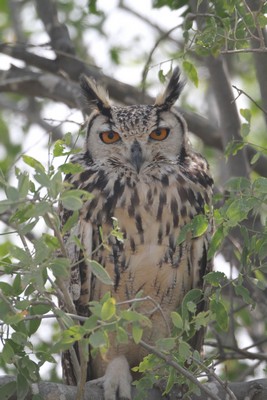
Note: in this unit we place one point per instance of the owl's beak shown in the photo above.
(136, 155)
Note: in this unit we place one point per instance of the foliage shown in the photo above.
(32, 274)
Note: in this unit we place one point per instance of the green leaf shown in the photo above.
(60, 267)
(166, 344)
(100, 272)
(72, 202)
(245, 129)
(122, 336)
(4, 206)
(177, 320)
(194, 296)
(12, 193)
(222, 318)
(37, 210)
(260, 185)
(19, 337)
(216, 241)
(133, 316)
(242, 291)
(98, 339)
(32, 162)
(184, 351)
(137, 333)
(199, 225)
(238, 184)
(183, 233)
(91, 322)
(191, 72)
(7, 352)
(255, 158)
(161, 76)
(71, 168)
(216, 278)
(7, 390)
(22, 387)
(246, 113)
(108, 309)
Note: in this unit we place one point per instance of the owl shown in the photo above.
(140, 169)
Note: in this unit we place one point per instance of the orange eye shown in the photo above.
(159, 134)
(109, 137)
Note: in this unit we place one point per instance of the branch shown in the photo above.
(55, 391)
(58, 33)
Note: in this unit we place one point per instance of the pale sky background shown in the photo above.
(121, 29)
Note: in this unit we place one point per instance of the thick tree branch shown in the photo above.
(57, 88)
(259, 40)
(58, 33)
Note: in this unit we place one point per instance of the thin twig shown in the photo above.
(240, 92)
(178, 368)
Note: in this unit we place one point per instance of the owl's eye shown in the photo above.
(109, 137)
(159, 134)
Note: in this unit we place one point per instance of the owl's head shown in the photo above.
(138, 136)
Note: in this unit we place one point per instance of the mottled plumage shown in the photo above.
(139, 167)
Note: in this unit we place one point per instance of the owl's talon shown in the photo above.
(117, 379)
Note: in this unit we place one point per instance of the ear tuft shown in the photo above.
(172, 92)
(95, 94)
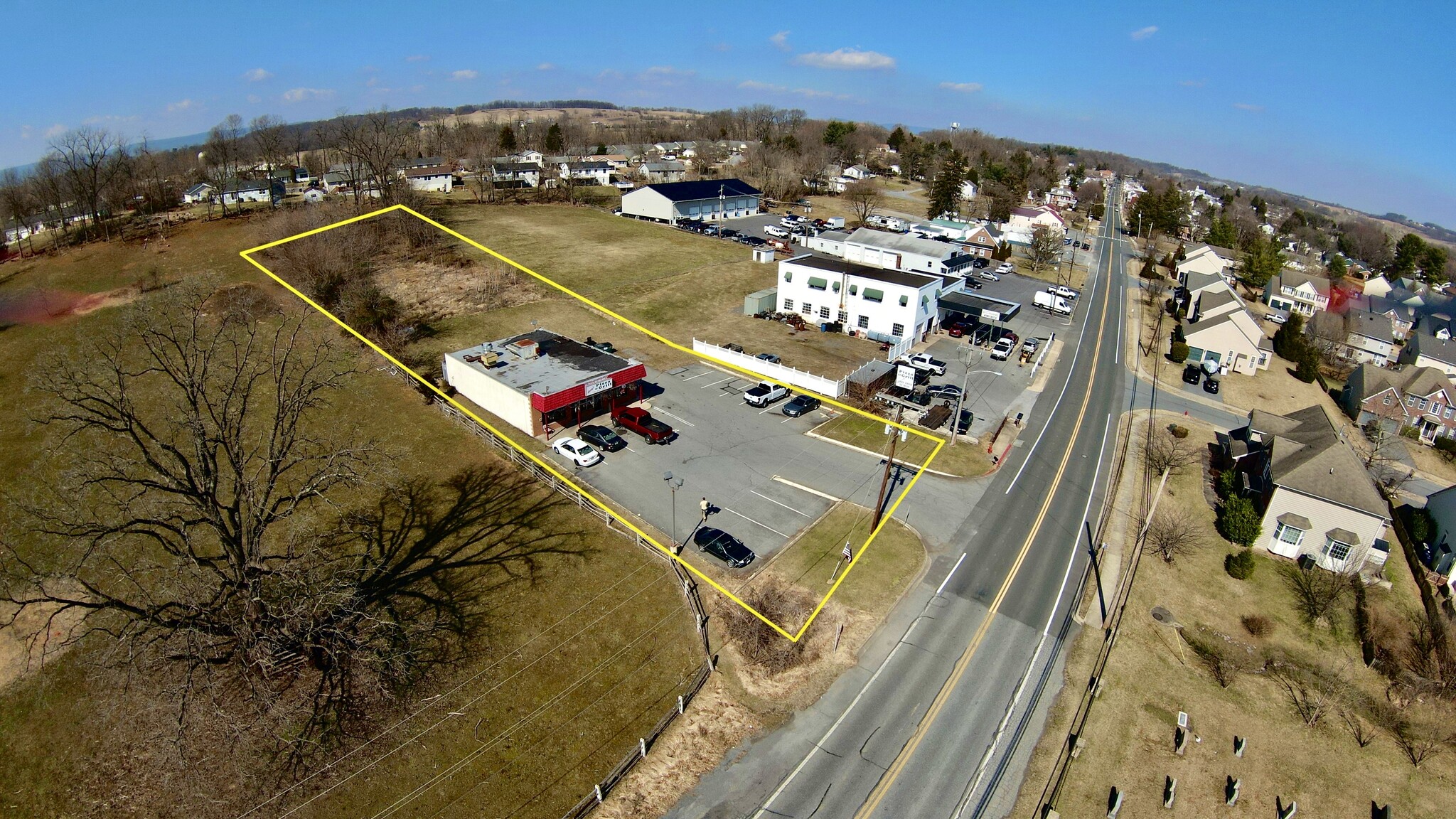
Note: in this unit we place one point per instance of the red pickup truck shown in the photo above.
(643, 423)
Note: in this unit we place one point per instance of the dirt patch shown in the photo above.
(451, 290)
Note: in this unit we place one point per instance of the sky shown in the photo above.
(1339, 102)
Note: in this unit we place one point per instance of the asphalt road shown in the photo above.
(914, 730)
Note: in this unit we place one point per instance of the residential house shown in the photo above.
(1297, 294)
(1317, 498)
(518, 173)
(1207, 259)
(901, 251)
(884, 305)
(592, 172)
(655, 172)
(198, 193)
(1408, 397)
(439, 178)
(708, 200)
(1426, 348)
(1231, 338)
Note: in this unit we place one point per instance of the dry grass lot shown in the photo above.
(964, 459)
(1154, 675)
(575, 666)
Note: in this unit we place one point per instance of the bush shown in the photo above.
(1258, 626)
(1239, 564)
(1239, 522)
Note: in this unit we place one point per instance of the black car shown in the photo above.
(800, 404)
(601, 437)
(722, 547)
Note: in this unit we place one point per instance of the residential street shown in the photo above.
(912, 730)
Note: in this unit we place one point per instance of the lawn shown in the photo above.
(577, 663)
(1154, 674)
(964, 459)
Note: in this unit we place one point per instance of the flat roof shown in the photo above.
(561, 363)
(865, 272)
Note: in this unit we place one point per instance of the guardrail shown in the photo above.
(778, 372)
(689, 585)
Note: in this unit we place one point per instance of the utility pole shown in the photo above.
(890, 464)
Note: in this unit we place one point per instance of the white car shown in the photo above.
(577, 451)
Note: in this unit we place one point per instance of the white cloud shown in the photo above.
(304, 94)
(846, 59)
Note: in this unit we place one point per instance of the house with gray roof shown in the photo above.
(1317, 499)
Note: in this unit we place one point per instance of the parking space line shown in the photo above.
(675, 417)
(756, 523)
(783, 505)
(813, 491)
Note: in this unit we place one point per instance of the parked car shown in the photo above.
(765, 394)
(601, 437)
(947, 391)
(643, 423)
(925, 362)
(722, 547)
(577, 451)
(801, 404)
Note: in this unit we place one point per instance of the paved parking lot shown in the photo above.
(756, 465)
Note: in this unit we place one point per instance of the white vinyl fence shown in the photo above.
(776, 372)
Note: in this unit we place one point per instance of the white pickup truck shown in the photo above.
(925, 362)
(765, 394)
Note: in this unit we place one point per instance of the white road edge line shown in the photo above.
(756, 523)
(1065, 385)
(776, 503)
(1046, 631)
(852, 703)
(811, 490)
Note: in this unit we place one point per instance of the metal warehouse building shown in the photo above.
(539, 379)
(710, 200)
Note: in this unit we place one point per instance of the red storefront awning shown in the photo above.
(583, 391)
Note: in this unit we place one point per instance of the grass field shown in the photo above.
(575, 666)
(1154, 675)
(964, 459)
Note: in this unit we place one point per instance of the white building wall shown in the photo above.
(491, 395)
(1324, 516)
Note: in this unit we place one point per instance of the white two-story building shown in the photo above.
(884, 305)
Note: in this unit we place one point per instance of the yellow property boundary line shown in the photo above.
(796, 636)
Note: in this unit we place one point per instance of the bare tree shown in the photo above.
(865, 198)
(1046, 247)
(1172, 532)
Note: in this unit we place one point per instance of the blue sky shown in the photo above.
(1339, 102)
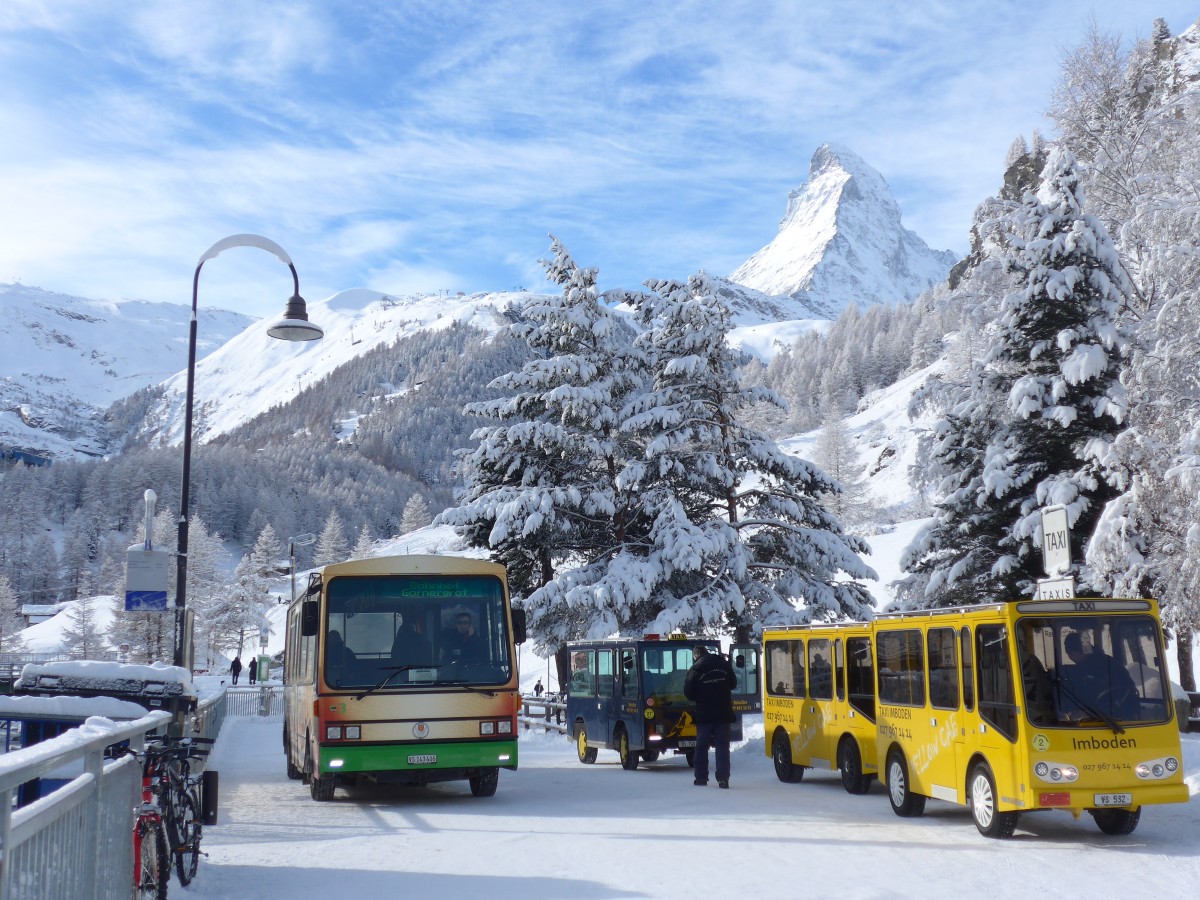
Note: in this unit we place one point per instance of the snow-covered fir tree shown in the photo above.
(541, 486)
(726, 534)
(417, 514)
(1055, 361)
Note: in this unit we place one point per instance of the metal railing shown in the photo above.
(552, 715)
(265, 701)
(78, 840)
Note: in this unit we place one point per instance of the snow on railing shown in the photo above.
(551, 718)
(78, 840)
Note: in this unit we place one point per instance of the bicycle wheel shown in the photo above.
(153, 865)
(187, 847)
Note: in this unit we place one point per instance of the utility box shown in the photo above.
(209, 781)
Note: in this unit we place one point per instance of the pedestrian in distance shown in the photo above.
(709, 685)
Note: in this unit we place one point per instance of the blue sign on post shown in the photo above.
(145, 580)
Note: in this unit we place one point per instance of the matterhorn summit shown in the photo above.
(841, 241)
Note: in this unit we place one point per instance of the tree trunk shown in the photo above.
(1183, 647)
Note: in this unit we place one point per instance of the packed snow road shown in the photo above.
(557, 828)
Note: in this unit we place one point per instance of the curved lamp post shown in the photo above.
(293, 327)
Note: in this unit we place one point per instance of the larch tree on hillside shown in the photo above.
(81, 639)
(11, 621)
(331, 546)
(417, 514)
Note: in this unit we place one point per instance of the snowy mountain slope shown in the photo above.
(841, 241)
(253, 372)
(65, 359)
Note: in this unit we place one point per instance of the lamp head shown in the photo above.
(294, 325)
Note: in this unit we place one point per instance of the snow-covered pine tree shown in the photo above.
(417, 514)
(541, 485)
(727, 534)
(331, 546)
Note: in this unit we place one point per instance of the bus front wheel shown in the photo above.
(587, 754)
(629, 759)
(484, 784)
(850, 761)
(319, 786)
(1116, 821)
(982, 793)
(904, 802)
(781, 755)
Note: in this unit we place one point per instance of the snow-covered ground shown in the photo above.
(557, 828)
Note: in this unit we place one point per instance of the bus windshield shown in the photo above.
(1097, 670)
(421, 630)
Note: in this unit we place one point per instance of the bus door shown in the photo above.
(629, 696)
(996, 701)
(748, 685)
(939, 755)
(607, 701)
(820, 709)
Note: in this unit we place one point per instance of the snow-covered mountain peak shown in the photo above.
(841, 241)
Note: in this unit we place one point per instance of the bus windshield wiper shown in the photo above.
(393, 671)
(471, 688)
(1065, 687)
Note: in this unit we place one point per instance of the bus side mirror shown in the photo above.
(310, 618)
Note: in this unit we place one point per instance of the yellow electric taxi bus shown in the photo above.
(819, 702)
(1035, 705)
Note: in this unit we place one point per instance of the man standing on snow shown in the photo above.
(709, 684)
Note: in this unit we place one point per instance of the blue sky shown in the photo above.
(423, 147)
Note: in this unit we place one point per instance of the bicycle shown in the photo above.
(180, 802)
(151, 859)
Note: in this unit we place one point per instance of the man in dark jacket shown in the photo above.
(709, 684)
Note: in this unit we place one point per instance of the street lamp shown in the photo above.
(293, 327)
(300, 540)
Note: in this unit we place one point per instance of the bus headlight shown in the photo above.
(1157, 768)
(1056, 772)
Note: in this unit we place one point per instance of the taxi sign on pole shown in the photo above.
(1055, 540)
(1056, 588)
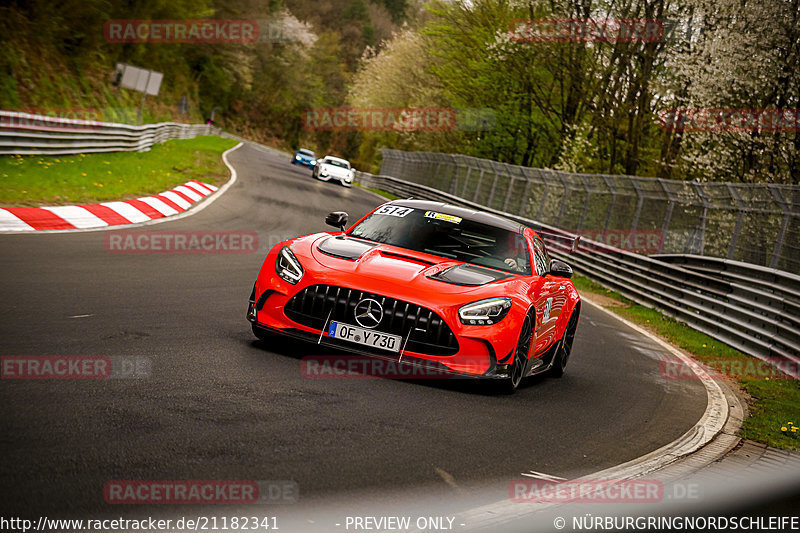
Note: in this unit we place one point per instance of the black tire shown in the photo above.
(565, 347)
(510, 384)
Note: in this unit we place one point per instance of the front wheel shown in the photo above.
(510, 384)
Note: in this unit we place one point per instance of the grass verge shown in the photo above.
(774, 400)
(92, 178)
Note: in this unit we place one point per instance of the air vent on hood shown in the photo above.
(469, 275)
(345, 248)
(387, 253)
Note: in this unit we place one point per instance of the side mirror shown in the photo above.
(337, 219)
(560, 269)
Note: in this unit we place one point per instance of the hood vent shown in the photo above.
(345, 248)
(469, 275)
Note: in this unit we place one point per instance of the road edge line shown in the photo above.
(193, 209)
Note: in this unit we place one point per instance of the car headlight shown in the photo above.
(288, 267)
(485, 312)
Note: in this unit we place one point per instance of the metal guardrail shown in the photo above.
(753, 309)
(29, 134)
(754, 222)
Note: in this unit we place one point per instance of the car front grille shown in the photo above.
(430, 334)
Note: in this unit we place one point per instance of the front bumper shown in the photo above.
(483, 351)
* * *
__About this exercise__. Only the last part of the records is wanted. Repeat it exactly, beginning at the line containing "grille shown in the photo above." and ending at the final line.

__Response box__.
Note: in this unit we place one point per instance of the car front grille shown in the photo above.
(430, 334)
Note: in this unit we place one point per instance of the front bumper shown in the photo above.
(483, 351)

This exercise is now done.